__STATED TASK__. Display each line of the listing below in which the word "jacket" appears.

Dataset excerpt
:::::

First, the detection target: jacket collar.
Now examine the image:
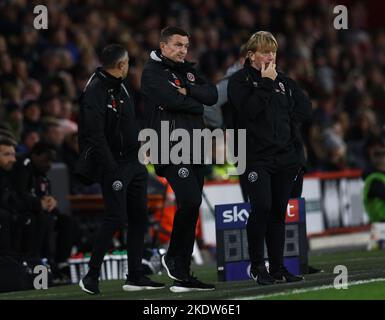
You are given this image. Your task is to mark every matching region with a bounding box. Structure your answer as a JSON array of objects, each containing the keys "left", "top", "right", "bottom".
[
  {"left": 150, "top": 49, "right": 195, "bottom": 69},
  {"left": 95, "top": 67, "right": 123, "bottom": 89}
]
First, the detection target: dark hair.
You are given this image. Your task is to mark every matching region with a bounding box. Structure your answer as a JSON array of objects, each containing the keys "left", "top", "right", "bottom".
[
  {"left": 100, "top": 44, "right": 127, "bottom": 68},
  {"left": 160, "top": 27, "right": 190, "bottom": 42},
  {"left": 0, "top": 136, "right": 17, "bottom": 148},
  {"left": 31, "top": 141, "right": 56, "bottom": 158},
  {"left": 20, "top": 129, "right": 40, "bottom": 142},
  {"left": 23, "top": 100, "right": 40, "bottom": 112},
  {"left": 42, "top": 118, "right": 60, "bottom": 134}
]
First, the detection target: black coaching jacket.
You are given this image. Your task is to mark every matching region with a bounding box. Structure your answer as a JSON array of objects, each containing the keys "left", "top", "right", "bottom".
[
  {"left": 227, "top": 62, "right": 312, "bottom": 167},
  {"left": 75, "top": 68, "right": 139, "bottom": 183},
  {"left": 141, "top": 50, "right": 218, "bottom": 175}
]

:::::

__THE RESULT__.
First, the detection target: jacket collar.
First, the detection target: black coaching jacket.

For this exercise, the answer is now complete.